* Source:
-- Start --

Since our job sets interactive: true, this means the cluster stays running after the job is finished, and we can interactively shell in and submit a job, e.g.,:
$ kubectl exec -it -n hyperqueue-operator hyperqueue-sample-server-0-0-bbbh2 bash
# Running manually on the command line
$ mpirun -np 2 --map-by socket lmp -v x 2 -v y 2 -v z 2 -in in.reaxc.hns -nocite
# Submitting the job
$ hq submit mpirun -np 2 --map-by socket lmp -v x 2 -v y 2 -v z 2 -in in.reaxc.hns -nocite
Job submitted successfully, job ID: 2
It should be RUNNING fairly quickly:
$ hq job list
+----+------+---------+-------+
| ID | Name | State | Tasks |
+----+------+---------+-------+
| 1 | lmp | RUNNING | 1 |
+----+------+---------+-------+
When it's done it will pop off the queue, and you can add --all
. Here we see our current running job and the previous one:
$ hq job list --all
+----+--------+----------+-------+
| ID | Name | State | Tasks |
+----+--------+----------+-------+
| 1 | lammps | FINISHED | 1 |
| 2 | mpirun | RUNNING | 1 |
+----+--------+----------+-------+
If you don't specify a --log
file, depending on where you run it, the logs can show up on any worker,
typically in the same working directory in a directory called log-N
(e.g., log-4). And that's it!
When you are finished:
$ kind delete cluster
mkdir hyperqueue-operator
cd hyperqueue-operator/
operator-sdk init --domain flux-framework.org --repo github.com/converged-computing/hyperqueue-operator
operator-sdk create api --version v1alpha1 --kind Hyperqueue --resource --controller
This project aims to follow the Kubernetes Operator pattern.
It uses Controllers, which provide a reconcile function responsible for synchronizing resources until the desired state is reached on the cluster.
There are a lot of arguments and ways we can customize submit (that likely we want to experiment with):
# hq submit --help
Submit a job to HyperQueue
Usage: hq submit [OPTIONS] <COMMANDS>...
Arguments:
<COMMANDS>...

-- End --

* Set task: Update the HyperQueue operator text by writing it out again, beginning at the words "It uses Controllers, which" and stopping after "submit [OPTIONS] <COMMANDS>...". Replace "desired state" with "target state". The entries that come next are separate material and are not part of the HyperQueue operator text.

(Point-based annotation data)

-- Start --

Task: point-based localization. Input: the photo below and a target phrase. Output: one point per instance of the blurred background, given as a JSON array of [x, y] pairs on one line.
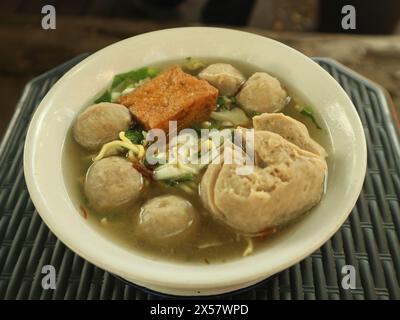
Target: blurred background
[[311, 26]]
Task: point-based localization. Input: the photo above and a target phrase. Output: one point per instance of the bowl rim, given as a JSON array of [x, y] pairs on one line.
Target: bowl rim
[[190, 282]]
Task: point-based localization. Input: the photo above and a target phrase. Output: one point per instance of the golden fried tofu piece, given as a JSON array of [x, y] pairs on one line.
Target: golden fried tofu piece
[[173, 95]]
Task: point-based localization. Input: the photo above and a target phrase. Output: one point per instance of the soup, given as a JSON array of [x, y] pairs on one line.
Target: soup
[[188, 212]]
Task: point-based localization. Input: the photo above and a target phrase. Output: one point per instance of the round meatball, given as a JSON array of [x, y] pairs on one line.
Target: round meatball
[[101, 123], [166, 219], [226, 78], [262, 93], [112, 184], [286, 182]]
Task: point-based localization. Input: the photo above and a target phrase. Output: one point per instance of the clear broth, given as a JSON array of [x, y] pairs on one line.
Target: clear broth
[[119, 228]]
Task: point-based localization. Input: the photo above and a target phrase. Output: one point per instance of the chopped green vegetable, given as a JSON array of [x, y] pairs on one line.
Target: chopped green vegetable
[[135, 134], [132, 77], [309, 112], [255, 113], [126, 80], [226, 103], [184, 178], [105, 97], [193, 64], [236, 116]]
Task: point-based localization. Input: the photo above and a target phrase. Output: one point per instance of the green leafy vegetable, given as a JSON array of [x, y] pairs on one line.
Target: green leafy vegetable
[[184, 178], [226, 103], [254, 113], [126, 80], [135, 134], [236, 116], [129, 78], [105, 97], [309, 112], [193, 64]]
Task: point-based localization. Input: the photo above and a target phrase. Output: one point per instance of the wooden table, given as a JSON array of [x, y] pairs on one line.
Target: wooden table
[[28, 50]]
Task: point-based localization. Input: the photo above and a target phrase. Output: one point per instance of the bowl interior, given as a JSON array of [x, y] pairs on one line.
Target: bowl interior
[[76, 89]]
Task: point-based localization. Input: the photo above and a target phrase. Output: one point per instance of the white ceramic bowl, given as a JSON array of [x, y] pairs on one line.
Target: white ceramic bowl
[[76, 89]]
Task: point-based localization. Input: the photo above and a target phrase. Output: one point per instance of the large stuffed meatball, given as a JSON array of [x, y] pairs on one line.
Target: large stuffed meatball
[[226, 78], [101, 123], [286, 182], [112, 184], [262, 93]]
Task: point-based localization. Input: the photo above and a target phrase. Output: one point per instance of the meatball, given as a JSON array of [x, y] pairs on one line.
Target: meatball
[[226, 78], [286, 182], [166, 219], [112, 184], [262, 93], [101, 123], [292, 130]]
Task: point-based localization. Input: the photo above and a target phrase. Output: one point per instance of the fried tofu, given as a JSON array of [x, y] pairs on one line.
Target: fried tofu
[[173, 95]]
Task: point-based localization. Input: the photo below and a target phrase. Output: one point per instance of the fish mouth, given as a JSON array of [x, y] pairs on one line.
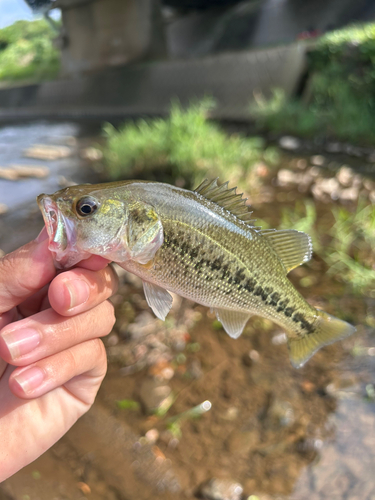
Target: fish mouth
[[60, 230]]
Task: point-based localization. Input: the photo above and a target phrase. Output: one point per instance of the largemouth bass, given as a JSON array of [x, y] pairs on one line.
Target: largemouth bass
[[202, 245]]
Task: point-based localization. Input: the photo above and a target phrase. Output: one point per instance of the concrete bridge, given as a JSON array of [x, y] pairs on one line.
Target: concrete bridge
[[120, 58]]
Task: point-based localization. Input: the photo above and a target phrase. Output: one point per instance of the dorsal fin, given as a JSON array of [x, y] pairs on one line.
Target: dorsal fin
[[226, 198], [293, 247]]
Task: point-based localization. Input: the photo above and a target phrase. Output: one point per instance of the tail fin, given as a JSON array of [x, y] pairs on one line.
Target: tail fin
[[328, 330]]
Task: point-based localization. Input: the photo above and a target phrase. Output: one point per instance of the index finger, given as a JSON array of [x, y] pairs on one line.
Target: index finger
[[23, 272]]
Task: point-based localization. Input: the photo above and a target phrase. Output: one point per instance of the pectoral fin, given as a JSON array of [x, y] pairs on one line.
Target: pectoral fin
[[293, 247], [158, 299], [233, 321], [144, 233]]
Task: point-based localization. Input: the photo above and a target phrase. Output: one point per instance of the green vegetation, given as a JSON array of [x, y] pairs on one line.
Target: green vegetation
[[340, 99], [27, 51], [185, 148], [349, 254], [127, 404]]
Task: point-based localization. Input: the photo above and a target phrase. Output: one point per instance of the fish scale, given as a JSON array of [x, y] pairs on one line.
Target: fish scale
[[200, 244], [216, 277]]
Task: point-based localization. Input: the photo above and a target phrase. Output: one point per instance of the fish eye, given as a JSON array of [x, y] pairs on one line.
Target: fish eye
[[86, 206]]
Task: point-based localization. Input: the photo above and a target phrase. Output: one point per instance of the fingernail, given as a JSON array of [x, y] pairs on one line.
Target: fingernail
[[43, 235], [20, 342], [79, 292], [30, 379]]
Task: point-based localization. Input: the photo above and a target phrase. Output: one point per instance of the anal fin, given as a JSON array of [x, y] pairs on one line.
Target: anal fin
[[328, 330], [233, 321], [293, 247], [159, 299]]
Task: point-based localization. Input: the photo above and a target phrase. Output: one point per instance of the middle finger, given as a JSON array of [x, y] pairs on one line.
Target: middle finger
[[79, 289], [47, 333]]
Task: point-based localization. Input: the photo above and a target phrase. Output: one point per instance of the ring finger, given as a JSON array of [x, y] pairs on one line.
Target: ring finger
[[47, 333]]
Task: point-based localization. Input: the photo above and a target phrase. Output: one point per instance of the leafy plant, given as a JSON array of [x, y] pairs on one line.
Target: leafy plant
[[340, 100], [27, 51], [184, 147], [349, 254]]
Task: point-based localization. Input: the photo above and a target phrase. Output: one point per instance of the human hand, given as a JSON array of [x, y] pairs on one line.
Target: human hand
[[52, 360]]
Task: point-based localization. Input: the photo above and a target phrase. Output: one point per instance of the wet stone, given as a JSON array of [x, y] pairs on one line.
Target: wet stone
[[221, 489]]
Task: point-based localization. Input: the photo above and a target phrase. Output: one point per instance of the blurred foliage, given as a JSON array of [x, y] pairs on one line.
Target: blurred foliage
[[127, 404], [185, 148], [349, 253], [340, 99], [27, 51]]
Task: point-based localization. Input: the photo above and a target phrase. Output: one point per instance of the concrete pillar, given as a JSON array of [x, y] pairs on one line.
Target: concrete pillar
[[101, 33]]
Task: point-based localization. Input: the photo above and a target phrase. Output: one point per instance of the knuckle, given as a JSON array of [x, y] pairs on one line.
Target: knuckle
[[98, 349], [71, 361]]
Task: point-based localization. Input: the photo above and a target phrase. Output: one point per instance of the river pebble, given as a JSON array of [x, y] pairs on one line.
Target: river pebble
[[155, 395], [221, 489]]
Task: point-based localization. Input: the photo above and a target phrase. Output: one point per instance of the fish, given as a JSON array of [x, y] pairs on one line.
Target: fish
[[203, 245]]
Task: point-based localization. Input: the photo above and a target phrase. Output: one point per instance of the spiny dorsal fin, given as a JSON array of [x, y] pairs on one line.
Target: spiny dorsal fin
[[293, 247], [226, 198]]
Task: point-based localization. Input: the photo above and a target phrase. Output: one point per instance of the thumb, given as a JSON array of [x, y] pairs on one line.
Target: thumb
[[24, 271]]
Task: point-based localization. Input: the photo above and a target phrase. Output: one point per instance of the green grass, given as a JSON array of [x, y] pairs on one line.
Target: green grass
[[185, 148], [349, 253], [340, 101], [27, 52]]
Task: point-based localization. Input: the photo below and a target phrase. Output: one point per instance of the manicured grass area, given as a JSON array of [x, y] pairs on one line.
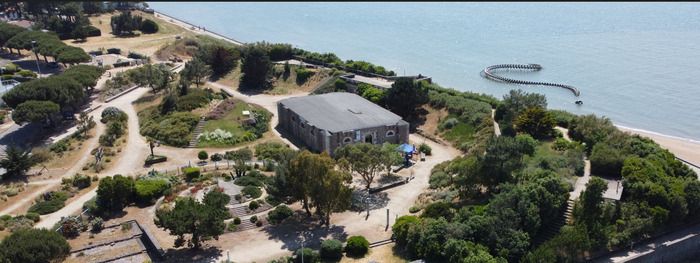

-- End --

* Solution for this exercise:
It uses Controllers, which provide a reconcile function responsible for synchronizing resources until the target state is reached on the cluster.
There are a lot of arguments and ways we can customize submit (that likely we want to experiment with):
# hq submit --help
Submit a job to HyperQueue
Usage: hq submit [OPTIONS] <COMMANDS>...